Pull out each line of the material containing the string "shirt" and list those lines.

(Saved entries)
|---|
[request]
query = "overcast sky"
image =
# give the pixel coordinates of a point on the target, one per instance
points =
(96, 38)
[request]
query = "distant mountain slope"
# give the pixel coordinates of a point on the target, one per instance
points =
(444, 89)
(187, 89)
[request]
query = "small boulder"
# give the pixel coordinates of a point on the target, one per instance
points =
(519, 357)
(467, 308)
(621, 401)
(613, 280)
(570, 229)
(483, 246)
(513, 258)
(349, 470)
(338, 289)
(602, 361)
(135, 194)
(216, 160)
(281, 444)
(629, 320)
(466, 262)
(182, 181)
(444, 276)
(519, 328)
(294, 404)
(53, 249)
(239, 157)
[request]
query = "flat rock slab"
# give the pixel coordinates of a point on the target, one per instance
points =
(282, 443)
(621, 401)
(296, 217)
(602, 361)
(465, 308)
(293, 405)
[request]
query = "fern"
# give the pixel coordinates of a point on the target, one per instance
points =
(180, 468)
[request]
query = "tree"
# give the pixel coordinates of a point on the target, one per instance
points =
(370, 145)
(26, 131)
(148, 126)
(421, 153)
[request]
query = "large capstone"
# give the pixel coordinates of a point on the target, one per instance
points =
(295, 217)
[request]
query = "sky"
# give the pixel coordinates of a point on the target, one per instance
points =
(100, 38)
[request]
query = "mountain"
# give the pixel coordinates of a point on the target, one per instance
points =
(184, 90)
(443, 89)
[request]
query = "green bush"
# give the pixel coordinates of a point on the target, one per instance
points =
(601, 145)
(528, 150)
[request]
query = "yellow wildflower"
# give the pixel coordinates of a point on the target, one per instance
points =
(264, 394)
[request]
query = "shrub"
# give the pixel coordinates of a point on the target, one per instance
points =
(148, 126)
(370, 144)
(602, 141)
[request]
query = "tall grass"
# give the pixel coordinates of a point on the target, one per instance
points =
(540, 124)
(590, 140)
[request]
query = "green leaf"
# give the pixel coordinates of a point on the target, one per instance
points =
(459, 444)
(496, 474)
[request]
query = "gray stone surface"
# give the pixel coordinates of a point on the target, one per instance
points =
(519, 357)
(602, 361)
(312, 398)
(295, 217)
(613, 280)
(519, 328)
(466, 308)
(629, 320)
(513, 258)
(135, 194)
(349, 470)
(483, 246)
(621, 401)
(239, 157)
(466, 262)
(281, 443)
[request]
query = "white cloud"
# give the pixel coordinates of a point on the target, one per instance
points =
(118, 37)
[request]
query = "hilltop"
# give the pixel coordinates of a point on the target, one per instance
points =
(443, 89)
|---|
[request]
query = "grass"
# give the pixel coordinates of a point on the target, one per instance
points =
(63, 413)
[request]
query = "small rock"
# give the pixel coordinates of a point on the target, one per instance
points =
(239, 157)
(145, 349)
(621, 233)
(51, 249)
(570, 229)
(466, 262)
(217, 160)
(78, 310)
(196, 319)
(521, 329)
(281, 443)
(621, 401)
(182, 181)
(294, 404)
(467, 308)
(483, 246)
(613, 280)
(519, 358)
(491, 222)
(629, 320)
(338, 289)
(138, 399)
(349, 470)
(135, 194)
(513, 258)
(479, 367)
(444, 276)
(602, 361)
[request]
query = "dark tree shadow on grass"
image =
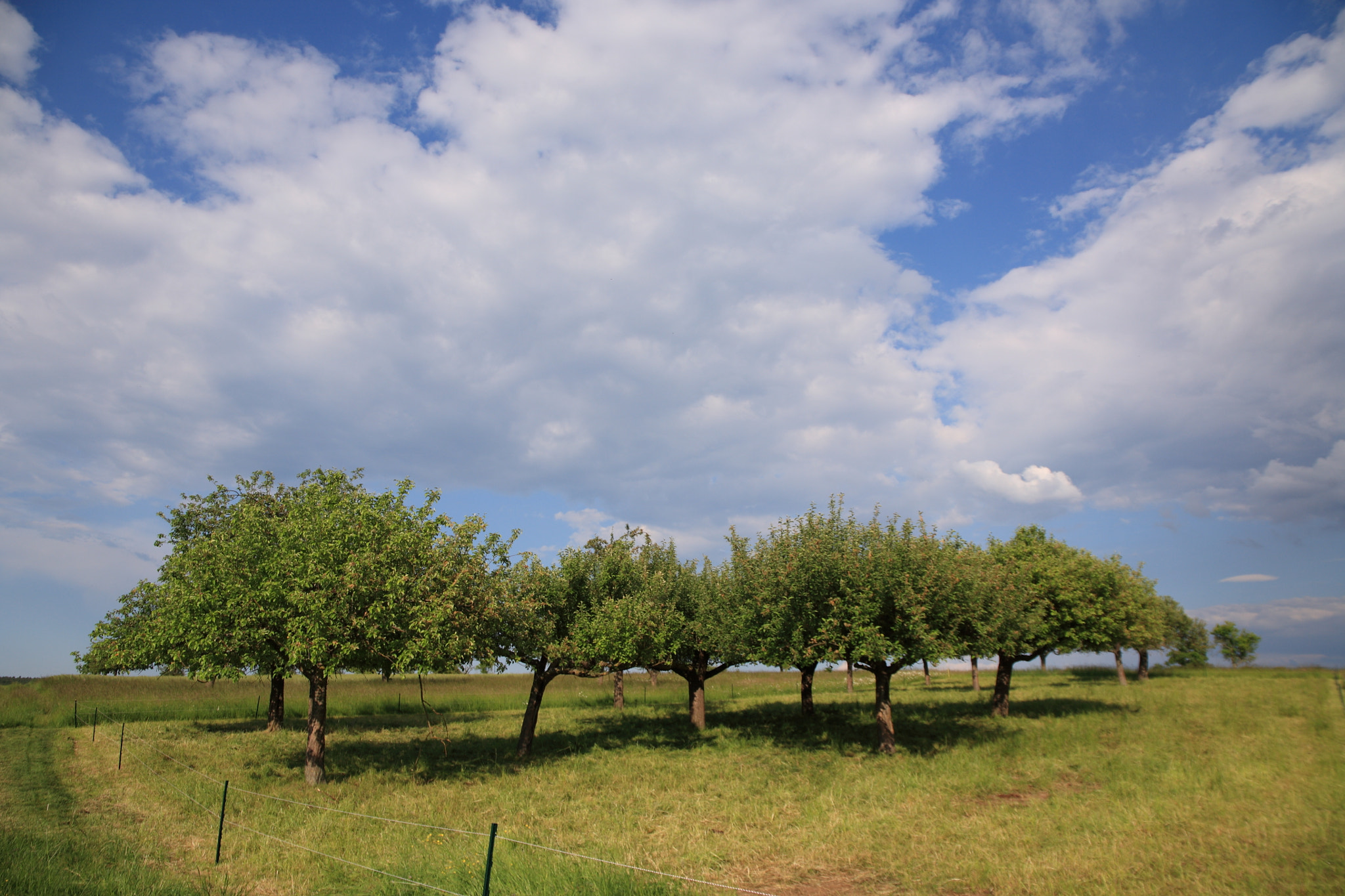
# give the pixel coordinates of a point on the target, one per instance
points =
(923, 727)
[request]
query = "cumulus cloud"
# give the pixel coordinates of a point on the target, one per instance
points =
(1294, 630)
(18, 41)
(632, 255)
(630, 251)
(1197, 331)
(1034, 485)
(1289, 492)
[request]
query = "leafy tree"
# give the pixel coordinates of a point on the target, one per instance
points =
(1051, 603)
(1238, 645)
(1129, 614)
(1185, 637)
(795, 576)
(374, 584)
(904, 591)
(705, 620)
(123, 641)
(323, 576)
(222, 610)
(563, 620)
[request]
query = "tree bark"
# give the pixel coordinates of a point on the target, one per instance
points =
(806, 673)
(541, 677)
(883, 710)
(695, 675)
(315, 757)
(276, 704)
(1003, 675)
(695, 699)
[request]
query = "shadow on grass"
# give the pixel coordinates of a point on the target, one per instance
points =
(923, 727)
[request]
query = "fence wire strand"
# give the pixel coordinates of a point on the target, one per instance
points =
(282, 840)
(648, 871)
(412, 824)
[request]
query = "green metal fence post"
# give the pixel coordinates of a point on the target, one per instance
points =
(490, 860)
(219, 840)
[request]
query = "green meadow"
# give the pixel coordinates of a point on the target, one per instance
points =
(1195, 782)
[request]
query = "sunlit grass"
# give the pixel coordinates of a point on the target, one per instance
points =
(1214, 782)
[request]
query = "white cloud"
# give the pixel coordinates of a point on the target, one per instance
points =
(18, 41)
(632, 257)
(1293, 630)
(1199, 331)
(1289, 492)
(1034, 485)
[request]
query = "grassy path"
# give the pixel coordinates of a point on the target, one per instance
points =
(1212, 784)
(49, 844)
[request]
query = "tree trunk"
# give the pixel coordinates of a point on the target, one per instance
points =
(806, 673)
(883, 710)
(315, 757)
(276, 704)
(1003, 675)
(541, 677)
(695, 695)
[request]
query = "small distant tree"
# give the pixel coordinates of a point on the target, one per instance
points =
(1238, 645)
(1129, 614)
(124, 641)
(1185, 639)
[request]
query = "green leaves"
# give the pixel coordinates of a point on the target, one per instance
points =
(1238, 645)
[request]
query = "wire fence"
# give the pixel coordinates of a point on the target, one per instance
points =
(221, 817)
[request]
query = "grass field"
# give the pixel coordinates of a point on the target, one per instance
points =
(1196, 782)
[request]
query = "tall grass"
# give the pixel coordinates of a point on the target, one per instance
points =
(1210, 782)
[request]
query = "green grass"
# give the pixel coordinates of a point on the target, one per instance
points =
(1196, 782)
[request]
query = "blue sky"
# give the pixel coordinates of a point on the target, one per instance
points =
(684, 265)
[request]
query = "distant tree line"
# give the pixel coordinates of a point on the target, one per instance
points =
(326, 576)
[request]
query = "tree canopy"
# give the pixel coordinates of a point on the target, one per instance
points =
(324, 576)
|---|
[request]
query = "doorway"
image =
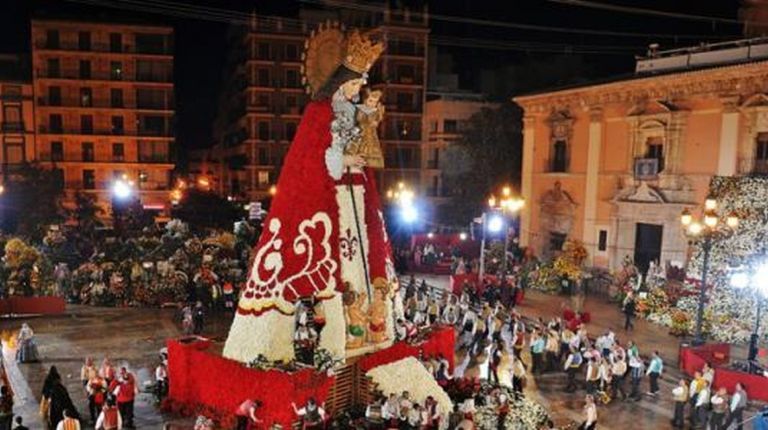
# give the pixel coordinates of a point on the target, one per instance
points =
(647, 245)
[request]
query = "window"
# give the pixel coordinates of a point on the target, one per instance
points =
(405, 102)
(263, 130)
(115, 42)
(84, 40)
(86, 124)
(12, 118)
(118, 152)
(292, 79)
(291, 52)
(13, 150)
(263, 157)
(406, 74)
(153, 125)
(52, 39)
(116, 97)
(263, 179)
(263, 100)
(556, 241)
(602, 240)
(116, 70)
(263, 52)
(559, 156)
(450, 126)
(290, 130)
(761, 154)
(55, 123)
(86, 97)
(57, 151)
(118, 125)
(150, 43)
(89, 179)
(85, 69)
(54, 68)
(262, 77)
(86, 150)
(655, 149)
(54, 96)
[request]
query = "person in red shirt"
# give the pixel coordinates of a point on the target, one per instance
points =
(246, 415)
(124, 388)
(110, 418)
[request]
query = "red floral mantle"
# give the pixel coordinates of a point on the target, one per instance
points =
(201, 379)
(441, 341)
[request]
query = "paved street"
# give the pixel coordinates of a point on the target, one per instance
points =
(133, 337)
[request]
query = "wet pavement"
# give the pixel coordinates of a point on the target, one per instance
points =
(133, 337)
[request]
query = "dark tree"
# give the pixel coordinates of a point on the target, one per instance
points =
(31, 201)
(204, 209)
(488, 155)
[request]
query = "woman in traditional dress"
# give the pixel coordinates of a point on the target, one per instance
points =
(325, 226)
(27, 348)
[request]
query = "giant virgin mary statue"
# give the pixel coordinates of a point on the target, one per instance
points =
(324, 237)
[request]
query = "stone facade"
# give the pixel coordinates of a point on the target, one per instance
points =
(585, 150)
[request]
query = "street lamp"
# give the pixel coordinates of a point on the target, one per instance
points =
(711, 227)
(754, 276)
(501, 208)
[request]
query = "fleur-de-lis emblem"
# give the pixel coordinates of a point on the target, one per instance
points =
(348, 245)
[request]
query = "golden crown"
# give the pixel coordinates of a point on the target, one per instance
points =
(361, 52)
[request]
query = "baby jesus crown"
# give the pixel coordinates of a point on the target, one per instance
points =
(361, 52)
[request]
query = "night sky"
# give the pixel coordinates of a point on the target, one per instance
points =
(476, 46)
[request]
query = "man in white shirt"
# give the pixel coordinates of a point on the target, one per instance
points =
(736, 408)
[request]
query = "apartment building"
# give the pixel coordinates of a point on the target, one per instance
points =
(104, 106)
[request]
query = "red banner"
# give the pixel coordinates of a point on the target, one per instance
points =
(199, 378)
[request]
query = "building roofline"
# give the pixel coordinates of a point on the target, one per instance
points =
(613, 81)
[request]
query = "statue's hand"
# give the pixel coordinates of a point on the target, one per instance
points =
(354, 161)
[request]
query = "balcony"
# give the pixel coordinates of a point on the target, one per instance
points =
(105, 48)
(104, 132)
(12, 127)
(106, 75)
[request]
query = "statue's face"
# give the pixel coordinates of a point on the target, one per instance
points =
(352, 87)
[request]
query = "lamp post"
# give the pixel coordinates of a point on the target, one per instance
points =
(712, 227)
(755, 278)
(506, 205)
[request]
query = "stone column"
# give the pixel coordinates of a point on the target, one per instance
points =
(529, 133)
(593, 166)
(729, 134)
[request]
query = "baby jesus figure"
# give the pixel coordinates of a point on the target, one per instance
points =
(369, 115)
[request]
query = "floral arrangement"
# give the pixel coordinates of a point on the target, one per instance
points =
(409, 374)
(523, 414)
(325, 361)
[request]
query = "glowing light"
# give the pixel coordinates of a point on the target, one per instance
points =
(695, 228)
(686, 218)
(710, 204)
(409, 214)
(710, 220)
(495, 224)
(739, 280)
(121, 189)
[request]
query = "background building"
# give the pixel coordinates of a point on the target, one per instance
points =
|---|
ANSWER FOR THIS EXERCISE
query = "person in red shirt"
query = "man in white shirt"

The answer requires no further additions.